→ LIST OF TASKS:
a: In the college majors page, reproduce word for word the part between "majors <- pull(read.csv(text" and "<- c(stat_majors, data_majors)", inclusive.
b: Answer these questions from the college majors page:
(i) How many majors does the College Majors dataset list?
(ii) Which dplyr version is shown among the attached packages?
(iii) Which object does RCurl mask from the tidyr package?
c: Condense the college majors page's paragraph beginning "Using the 173 majors listed" into one shorter sentence.

··· QUOTED TEXT ···

Using the 173 majors listed in fivethirtyeight.com’s College Majors dataset [https://fivethirtyeight.com/features/the-economic-guide-to-picking-a-college-major/], provide code that identifies the majors that contain either “DATA” or “STATISTICS”.
knitr::opts_chunk$set(echo = TRUE)
library(tidyverse)
## ── Attaching core tidyverse packages ──────────────────────── tidyverse 2.0.0 ──
## ✔ dplyr 1.1.4 ✔ readr 2.1.5
## ✔ forcats 1.0.0 ✔ stringr 1.5.1
## ✔ ggplot2 3.5.1 ✔ tibble 3.2.1
## ✔ lubridate 1.9.3 ✔ tidyr 1.3.1
## ✔ purrr 1.0.2
## ── Conflicts ────────────────────────────────────────── tidyverse_conflicts() ──
## ✖ dplyr::filter() masks stats::filter()
## ✖ dplyr::lag() masks stats::lag()
## ℹ Use the conflicted package (<http://conflicted.r-lib.org/>) to force all conflicts to become errors
library('RCurl')
##
## Attaching package: 'RCurl'
##
## The following object is masked from 'package:tidyr':
##
## complete
library(stringr)
data <- getURL(
'https://raw.githubusercontent.com/fivethirtyeight/data/master/college-majors/recent-grads.csv')
majors <- pull(read.csv(text = data), Major)
stat_majors <- str_subset(majors, "\\bSTATISTICS\\b")
data_majors <- str_subset(majors, "\\bDATA\\b")
combined_results <- c(stat_majors, data_majors)
combined_results
## [1] "MANAGEMENT INFORMATION SYSTEMS AND STATISTICS"
## [2] "STATISTICS AND DECISION SCIENCE"
## [3] "COMPUTER PROGRAMMING AND DATA PROCESSING"
Transform the output data into a vector in alphabetical order.
library(knitr)

··· GIVEN RECORDS ···

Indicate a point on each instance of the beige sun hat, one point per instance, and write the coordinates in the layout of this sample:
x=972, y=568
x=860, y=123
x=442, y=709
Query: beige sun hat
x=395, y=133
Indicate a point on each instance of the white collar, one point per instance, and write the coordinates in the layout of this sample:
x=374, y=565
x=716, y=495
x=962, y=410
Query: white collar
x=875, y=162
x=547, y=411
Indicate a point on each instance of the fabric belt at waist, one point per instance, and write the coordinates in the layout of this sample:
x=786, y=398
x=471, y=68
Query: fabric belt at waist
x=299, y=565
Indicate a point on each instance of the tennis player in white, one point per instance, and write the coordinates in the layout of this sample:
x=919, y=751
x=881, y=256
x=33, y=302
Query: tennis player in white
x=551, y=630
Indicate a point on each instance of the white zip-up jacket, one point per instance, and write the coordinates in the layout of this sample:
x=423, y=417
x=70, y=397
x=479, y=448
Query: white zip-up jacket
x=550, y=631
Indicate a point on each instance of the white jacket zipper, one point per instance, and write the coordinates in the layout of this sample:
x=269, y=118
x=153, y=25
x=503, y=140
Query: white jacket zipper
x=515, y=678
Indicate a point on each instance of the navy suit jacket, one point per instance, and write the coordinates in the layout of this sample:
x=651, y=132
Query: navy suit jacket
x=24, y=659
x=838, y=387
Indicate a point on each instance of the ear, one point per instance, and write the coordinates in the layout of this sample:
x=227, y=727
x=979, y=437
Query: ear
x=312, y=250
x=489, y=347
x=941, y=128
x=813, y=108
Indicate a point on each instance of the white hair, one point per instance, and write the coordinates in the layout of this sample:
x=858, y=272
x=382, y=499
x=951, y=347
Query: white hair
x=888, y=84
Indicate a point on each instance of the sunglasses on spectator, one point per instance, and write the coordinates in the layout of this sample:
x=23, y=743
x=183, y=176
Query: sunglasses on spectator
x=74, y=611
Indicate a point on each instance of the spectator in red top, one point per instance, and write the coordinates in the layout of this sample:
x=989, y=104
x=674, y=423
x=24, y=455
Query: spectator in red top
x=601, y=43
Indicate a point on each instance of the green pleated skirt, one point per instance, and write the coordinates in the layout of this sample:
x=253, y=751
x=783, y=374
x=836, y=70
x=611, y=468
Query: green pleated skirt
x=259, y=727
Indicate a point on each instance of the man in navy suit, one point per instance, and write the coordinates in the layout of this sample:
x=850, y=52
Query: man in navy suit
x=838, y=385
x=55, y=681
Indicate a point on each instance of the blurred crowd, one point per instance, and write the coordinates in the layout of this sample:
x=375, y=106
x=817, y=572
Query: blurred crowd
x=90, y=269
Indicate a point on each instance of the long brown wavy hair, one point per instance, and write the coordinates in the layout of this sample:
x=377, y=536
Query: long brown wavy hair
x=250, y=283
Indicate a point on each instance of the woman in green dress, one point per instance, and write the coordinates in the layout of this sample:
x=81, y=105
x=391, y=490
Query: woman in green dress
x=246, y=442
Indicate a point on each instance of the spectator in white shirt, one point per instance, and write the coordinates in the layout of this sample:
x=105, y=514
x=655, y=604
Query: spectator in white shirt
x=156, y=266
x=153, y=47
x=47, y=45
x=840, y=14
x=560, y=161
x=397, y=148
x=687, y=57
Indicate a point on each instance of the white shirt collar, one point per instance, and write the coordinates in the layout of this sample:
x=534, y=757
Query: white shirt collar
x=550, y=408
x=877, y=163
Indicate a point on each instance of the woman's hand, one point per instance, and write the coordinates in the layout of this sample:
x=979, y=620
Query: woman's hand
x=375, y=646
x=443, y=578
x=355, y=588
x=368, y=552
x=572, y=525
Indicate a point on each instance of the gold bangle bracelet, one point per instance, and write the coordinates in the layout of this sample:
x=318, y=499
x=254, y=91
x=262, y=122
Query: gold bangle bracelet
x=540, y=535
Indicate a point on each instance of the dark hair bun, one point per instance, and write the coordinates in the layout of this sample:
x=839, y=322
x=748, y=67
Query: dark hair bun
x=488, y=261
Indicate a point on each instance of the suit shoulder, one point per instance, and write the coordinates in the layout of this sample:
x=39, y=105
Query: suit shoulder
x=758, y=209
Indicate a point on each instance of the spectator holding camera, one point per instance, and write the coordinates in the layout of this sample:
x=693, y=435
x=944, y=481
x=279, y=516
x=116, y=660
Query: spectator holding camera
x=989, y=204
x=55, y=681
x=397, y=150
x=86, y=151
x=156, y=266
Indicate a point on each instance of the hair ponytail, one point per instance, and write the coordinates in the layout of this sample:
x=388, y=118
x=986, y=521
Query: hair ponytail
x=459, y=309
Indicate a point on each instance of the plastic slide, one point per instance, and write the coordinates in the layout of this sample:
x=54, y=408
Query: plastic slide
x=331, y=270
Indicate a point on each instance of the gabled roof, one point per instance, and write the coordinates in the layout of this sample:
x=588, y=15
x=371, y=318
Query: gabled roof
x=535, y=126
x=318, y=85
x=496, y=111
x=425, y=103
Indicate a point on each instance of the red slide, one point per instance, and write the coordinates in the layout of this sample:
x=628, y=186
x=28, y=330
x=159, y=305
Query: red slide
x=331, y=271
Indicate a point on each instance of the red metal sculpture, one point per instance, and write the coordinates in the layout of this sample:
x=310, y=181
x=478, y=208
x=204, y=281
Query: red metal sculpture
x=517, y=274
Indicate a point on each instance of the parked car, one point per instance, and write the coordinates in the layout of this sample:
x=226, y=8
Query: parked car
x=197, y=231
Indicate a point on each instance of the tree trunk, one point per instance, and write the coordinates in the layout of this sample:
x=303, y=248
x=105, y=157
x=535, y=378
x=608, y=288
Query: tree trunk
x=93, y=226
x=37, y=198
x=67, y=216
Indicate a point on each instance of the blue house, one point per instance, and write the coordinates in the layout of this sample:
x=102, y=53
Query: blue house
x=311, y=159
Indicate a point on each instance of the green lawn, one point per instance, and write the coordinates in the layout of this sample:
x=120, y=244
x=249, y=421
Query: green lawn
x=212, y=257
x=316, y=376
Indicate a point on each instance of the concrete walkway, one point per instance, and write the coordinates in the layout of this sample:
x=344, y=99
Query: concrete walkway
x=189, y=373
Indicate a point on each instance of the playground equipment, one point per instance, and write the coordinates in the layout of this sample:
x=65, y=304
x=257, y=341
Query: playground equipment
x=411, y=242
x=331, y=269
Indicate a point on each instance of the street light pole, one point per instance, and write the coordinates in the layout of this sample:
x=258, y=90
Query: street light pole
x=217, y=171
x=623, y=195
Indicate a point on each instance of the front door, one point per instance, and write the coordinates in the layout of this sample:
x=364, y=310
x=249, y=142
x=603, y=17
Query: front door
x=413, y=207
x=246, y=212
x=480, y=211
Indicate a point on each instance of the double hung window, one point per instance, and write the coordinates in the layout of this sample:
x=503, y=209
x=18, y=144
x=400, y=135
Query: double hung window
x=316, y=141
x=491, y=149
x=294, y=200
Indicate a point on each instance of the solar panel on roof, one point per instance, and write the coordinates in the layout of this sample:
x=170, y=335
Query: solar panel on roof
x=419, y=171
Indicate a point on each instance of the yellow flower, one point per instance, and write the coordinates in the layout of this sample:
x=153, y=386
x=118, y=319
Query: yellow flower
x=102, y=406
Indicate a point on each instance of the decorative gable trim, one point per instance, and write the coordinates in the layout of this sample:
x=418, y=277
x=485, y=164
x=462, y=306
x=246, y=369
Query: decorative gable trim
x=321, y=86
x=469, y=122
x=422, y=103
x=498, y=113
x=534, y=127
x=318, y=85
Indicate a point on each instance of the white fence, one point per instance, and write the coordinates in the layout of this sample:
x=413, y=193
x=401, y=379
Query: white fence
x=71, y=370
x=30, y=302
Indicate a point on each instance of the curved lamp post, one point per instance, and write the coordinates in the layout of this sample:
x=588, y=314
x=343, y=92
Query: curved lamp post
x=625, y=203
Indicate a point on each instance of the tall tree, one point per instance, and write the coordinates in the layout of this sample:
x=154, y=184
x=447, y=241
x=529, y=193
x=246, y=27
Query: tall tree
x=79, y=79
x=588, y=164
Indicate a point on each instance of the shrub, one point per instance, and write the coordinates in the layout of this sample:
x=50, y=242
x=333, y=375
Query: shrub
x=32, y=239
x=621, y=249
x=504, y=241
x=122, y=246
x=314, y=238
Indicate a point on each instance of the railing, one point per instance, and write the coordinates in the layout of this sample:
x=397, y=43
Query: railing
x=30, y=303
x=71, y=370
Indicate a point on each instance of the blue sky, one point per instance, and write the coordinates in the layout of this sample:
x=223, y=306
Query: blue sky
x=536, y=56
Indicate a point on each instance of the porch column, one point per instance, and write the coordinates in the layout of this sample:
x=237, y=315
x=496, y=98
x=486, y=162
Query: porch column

···

→ ANSWERS PER TASK:
a:
majors <- pull(read.csv(text = data), Major)
stat_majors <- str_subset(majors, "\\bSTATISTICS\\b")
data_majors <- str_subset(majors, "\\bDATA\\b")
combined_results <- c(stat_majors, data_majors)

b:
(i) 173
(ii) 1.1.4
(iii) complete

c: Write code that finds which of the 173 majors in fivethirtyeight.com's College Majors dataset contain "DATA" or "STATISTICS".